TEXT SECTION section start

To Tweet or Not to Tweet

Will they ever learn? A few simple social media tips could have helped Kansas Governor Sam Brownback avert a Twitter-imposed reputation crisis, a seemingly growing trend among public figures. When high school student, Emma Sullivan visited the state capitol, she tweeted “Just made mean comments at gov brownback and told him he sucked, in person #heblowsalot.” Gov. Brownback’s communications team led by Director Sherriene Jones-Sontag, found the tweet in a routine social media monitoring keyword search under his name. They proceeded to contact Sullivan’s high school principal who demanded Sullivan deliver a written apology to Gov. Brownback resulting in a hailstorm of ridicule from the Twitterverse and beyond.

Some industries have been hesitant to join the world of social media because of confidentiality or regulatory concerns. Law, pharma and government to name a few abide by legal, security, marketing and/or communications restrictions; a single word could cost them clients, affect policy, or result in millions of dollars in fines. Gov. Brownback’s communication team was correctly monitoring social media, but the way they responded to one negative Tweet demonstrated their failure to consider what we at CommCore consider to be key Twitter tips:

  • Twitter is a platform where you cultivate conversations. Bad or good, you should be prepared to read positive and negative opinions and respond (or ignore) accordingly.

TEXT SECTION section end
PROVIDED DATA section start

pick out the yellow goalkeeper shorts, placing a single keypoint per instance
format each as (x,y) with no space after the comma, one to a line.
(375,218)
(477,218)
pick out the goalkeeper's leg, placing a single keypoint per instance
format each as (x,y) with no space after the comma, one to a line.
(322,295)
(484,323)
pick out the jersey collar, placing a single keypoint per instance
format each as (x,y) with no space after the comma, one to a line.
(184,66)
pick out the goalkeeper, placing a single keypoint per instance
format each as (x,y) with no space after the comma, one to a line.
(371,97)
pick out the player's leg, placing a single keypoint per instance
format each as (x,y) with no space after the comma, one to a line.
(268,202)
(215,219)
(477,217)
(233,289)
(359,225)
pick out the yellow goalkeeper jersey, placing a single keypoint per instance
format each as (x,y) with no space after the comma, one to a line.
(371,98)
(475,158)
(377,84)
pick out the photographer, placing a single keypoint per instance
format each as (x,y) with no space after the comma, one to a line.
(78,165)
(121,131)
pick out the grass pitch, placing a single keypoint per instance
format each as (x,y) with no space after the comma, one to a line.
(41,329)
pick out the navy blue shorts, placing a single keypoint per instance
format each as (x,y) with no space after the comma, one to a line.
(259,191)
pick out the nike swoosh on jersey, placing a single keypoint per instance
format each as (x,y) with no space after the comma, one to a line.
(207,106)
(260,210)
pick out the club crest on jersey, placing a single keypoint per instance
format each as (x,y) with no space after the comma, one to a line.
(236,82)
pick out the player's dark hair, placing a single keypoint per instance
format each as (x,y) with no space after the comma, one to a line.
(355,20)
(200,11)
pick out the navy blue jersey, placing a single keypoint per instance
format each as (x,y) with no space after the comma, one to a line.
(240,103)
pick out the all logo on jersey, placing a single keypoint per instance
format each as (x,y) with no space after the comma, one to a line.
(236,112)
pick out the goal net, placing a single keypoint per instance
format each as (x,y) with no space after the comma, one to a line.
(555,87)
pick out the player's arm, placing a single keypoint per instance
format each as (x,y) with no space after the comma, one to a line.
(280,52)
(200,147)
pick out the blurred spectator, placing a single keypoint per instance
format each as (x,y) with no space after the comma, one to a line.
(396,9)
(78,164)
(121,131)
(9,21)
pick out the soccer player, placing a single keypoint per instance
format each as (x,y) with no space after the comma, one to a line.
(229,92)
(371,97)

PROVIDED DATA section end
PROVIDED DATA section start

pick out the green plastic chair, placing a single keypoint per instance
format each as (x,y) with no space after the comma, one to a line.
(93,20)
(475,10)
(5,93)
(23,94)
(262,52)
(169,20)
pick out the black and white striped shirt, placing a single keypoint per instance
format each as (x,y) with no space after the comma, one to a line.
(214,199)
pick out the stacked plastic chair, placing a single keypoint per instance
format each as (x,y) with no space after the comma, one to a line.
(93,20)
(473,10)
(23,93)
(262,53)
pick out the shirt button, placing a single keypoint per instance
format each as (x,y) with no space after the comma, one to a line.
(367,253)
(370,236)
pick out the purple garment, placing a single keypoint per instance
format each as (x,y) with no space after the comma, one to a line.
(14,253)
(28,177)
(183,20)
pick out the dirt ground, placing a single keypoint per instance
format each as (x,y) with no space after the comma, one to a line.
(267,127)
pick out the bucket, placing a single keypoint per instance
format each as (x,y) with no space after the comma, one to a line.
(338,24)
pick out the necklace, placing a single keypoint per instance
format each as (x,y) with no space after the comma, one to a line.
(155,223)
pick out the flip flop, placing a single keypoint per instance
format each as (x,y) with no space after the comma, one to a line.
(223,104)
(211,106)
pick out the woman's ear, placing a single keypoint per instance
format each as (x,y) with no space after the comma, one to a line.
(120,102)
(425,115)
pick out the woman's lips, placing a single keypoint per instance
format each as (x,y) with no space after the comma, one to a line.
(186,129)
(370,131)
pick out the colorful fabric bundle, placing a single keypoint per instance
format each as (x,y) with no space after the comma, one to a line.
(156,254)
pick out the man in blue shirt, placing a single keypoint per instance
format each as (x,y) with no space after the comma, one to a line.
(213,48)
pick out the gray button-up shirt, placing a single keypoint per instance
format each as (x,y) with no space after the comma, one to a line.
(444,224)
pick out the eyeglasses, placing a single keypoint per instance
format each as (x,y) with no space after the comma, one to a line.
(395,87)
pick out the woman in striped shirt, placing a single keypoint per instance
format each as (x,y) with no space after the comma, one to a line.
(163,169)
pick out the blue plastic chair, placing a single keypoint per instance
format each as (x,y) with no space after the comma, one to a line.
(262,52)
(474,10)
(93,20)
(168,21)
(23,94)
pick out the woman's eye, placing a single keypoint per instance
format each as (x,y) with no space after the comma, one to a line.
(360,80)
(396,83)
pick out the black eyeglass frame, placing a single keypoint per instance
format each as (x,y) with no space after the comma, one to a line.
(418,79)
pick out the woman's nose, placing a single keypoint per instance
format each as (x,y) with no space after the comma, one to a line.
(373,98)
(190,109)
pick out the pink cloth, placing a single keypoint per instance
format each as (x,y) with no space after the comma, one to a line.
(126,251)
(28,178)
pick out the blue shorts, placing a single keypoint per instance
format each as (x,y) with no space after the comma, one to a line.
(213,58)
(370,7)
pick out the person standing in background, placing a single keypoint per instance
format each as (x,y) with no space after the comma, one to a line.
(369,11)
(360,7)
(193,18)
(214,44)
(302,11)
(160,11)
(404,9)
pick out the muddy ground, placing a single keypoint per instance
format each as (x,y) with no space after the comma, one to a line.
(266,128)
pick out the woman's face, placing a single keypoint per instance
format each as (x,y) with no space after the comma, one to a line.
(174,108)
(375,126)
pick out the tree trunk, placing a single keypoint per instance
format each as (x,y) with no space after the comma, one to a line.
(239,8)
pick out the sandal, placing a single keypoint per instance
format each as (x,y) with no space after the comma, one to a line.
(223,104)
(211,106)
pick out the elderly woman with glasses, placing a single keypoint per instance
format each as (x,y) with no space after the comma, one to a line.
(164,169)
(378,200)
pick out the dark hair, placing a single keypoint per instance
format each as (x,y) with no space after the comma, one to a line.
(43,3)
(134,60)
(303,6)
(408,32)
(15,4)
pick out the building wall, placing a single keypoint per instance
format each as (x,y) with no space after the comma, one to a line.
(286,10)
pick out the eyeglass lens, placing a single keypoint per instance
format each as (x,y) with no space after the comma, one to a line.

PROVIDED DATA section end

ACTION ITEM A:
Answer these questions using the text on the Brownback tweet:
(i) Who led Governor Brownback's communications team?
(ii) Whom did the communications team contact after finding Emma Sullivan's tweet?
(iii) Which industries does the text name as abiding by legal, security, marketing and/or communications restrictions?
ACTION ITEM B: Write the next part of the text on the Brownback tweet, beginning after its first Twitter tip.
The listing comes from a source separate from the text on the Brownback tweet.

WRITTEN REPLY A:
(i) Director Sherriene Jones-Sontag
(ii) Sullivan's high school principal
(iii) Law, pharma and government

WRITTEN REPLY B:
  • Consider your online reputation. Acting defensively reflects poorly on your ability to manage issues.
  • Take the opportunity to turn a foe into a fan. You can reach out privately through a direct message (DM) and develop a conversation.
  • When faced with a negative tweet, consider the source before reacting. Emma Sullivan is an 18 year old high school student whose prior sporadic tweets were filled with excitement about the Twilight series and Justin Bieber.

In the end, it was not Sullivan who issued an apology, it was Gov. Brownback. He issued a statement on Monday saying, "My staff over-reacted to this tweet, and for that I apologize. Freedom of speech is among our most treasured freedoms.” Jones-Sontag told the Kansas City-Star that it’s “important for students to recognize the power of social media, how lasting it is. It is on the internet." Looks like that was more of a lesson to Gov. Brownback and his communications team than it was for high school students. Let us know other helpful Twitter tips you would like to add.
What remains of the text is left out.